**Passage to read:**
-- Start --
COLORADO SPRINGS, Colorado, March 31. ACCORDING to a press release sent out by the United States Olympic Committee (USOC), the organization has accepted a deal to remain in Colorado Springs, Colo.
Here is the press release:
The United States Olympic Committee (USOC) announced today it is accepting a proposal from the City of Colorado Springs and private developer LandCo Equity Partners, LLC that will provide facility upgrades for athletes at the Colorado Springs Olympic Training Center (CSOTC), a new Administrative Headquarters for National Governing Bodies and a new Administrative Headquarters for the USOC.
The decision, announced today by USOC Chairman Peter Ueberroth, comes after an extensive review of opportunities and proposals from cities across the United States.
"There has long been a special relationship between the United States Olympic Committee and the City of Colorado Springs, and we are pleased to announce today this relationship will continue," Ueberroth said. "The victors of this agreement are America's Olympic and Paralympic athletes, as well as the many athletes from around the world we are pleased to welcome to Colorado Springs to train at these world-class facilities.
"The City of Colorado Springs took the lead in developing a proposal that reflects participation from both the public and private sectors. We extend our appreciation to Colorado Springs Mayor Lionel Rivera and the Colorado Springs City Council; the El Paso County Board of County Commissioners; Colorado Governor Bill Ritter; Don Elliman, Director of the Colorado Office of Economic Development and International Trade; and LandCo Chairman Ray Marshall for their participation in this proposal and their commitment to America's athletes."
In the spring of 2007, the USOC began an evaluation process to determine how best to meet the organization's long-term needs in three specific areas:
* Athlete training
* Administrative Headquarters for several National Governing Bodies
* Administrative Headquarters for the USOC
The evaluation process was led by nationally respected commercial real estate expert Jim Didion, the former Chairman and Chief Executive Officer of CB Richard Ellis. Didion volunteered his services to the USOC in leading the process.
The City of Colorado Springs brought forth a proposal that met not only the minimum requirements of 90,000 square feet of office space for use by the USOC, but three additional elements that were not matched by any other city:
* Funding for facility upgrades and improvements to the existing CSOTC
* Clear entitlement to the land upon which the CSOTC sits after 19 years for continued use as an Olympic Training Center
* An additional office building available to NGBs and the USOC
The three-way agreement between the USOC, the City of Colorado Springs and LandCo was signed at a press conference earlier today at the CSOTC's West Wing Conference Center. The agreement provides the following:
* Improvements to the CSOTC, located at 1750 E. Boulder, including the construction of new housing units, renovation and expansion of the existing cafeteria and Visitor Center, a new entrance/exit on Union Street with a four-way traffic signal, and the demolition of select buildings
* A renovated building located at 30 Cimino Drive that will provide approximately 40,000 square feet of office space for NGBs
* Approximately 90,000 square feet of office space for the USOC in the top five floors of a partially renovated and partially new, six-story, 120,000 square foot building located at 27 S. Tejon in downtown Colorado Springs
"This proposal will enable the USOC and our National Governing Bodies to continue meeting the needs of America's athletes in what is an increasingly competitive international sport environment," said USOC Chief Executive Officer Jim Scherr. "Additionally, the new NGB Administrative Headquarters will enable our National Governing Bodies to expand their businesses and grow participation in their sports, which aligns with the USOC's priorities."
-- End --
**Exercises to complete:**
1. Using the USOC headquarters release, answer each question:
(a) Who led the USOC's evaluation process?
(b) At what address is the renovated building that will give office space to NGBs?
(c) Which floors of the building at 27 S. Tejon will hold the USOC's office space?
2. Proceed with the USOC headquarters release, writing on from its last sentence.
The lines after this point have no connection to the USOC headquarters release.

**Information provided:**
-- Start --
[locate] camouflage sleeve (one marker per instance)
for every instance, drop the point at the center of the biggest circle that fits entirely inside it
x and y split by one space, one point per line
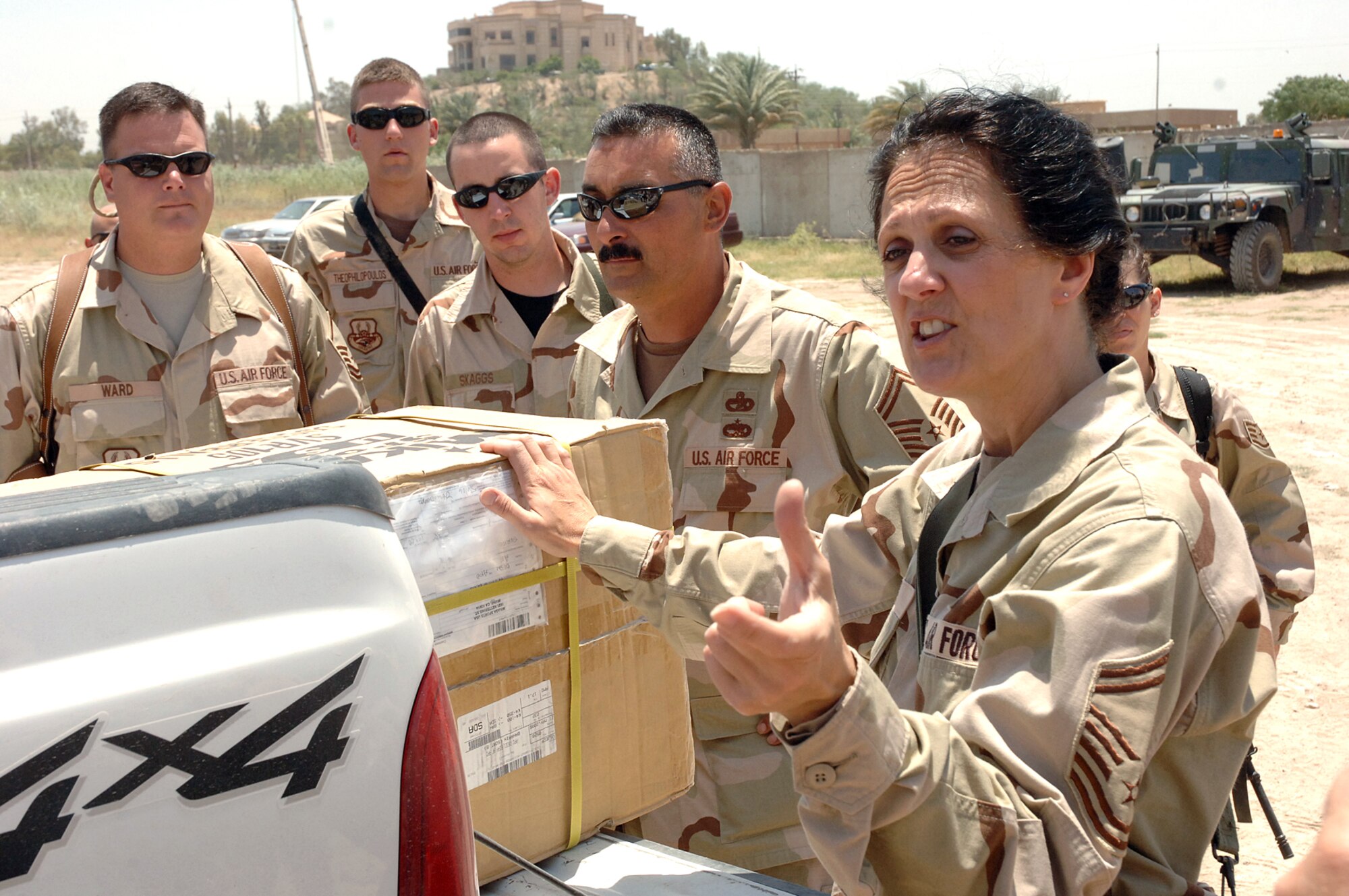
-- End --
**Per-task answers:**
1.
(a) Jim Didion, the former Chairman and Chief Executive Officer of CB Richard Ellis
(b) 30 Cimino Drive
(c) The top five floors

2.
The average age of today's U.S. Olympian is increasing. In 2004, U.S. summer Olympians averaged 27 years old, compared to 24 in 1980. The needs of an athlete in his or her late 20s are much different than those of a college or high school-aged athlete. Among improvements to the CSOTC, married housing units will provide cost-effective solutions for married athletes and their spouses. The expansion of the Colorado Springs Olympic Training Center will provide all athletes with the opportunity to sustain excellence in the 21st century's competitive landscape.
As part of the agreement, the City and LandCo will acquire rights to formally affiliate with the USOC. Specifically, the City will be allowed to use the USA 5-rings logo, subject to the USOC's approval, and be allowed to identify itself as the "Official Hometown of the USOC." LandCo will also acquire rights to use the USA 5-rings logo in specific marketing materials, as well as advertisements announcing the development project.
"For 30 years, the USOC has been an organization that community members could take pride in," Mayor Rivera said. "Many of the 100,000 athletes who have trained here over the last 30 years attended local high schools or colleges, reached out to children in our community as role models and mentors, and helped to inspire less fortunate youth to reach for the stars. The USOC and the Olympic Training Center have brought some of the world's most talented individuals to our neighborhoods and served as a significant economic generator to bring jobs, infrastructure investment, travel and tourism, tax revenues, and more. They have enhanced our community pride and community image. Today we celebrate the presence of the USOC in Colorado Springs."
According to an economic impact study conducted in 2008 by David Bamberger & Associates, the economic impact of Olympic sports industry organizations located in Colorado Springs amounts to more than $340 million per year, including more than 300,000 visitor nights. In addition, the Olympic sports industry impacts city and county sales tax revenue by $3.6 million.
The USOC applauds the coalition of the public and private sectors that have made the plan possible. LandCo will oversee the relocation process, including construction and renovation for the new USOC Administrative Headquarters, the occupancy of the new NGB facility and the improvements of the existing CSOTC.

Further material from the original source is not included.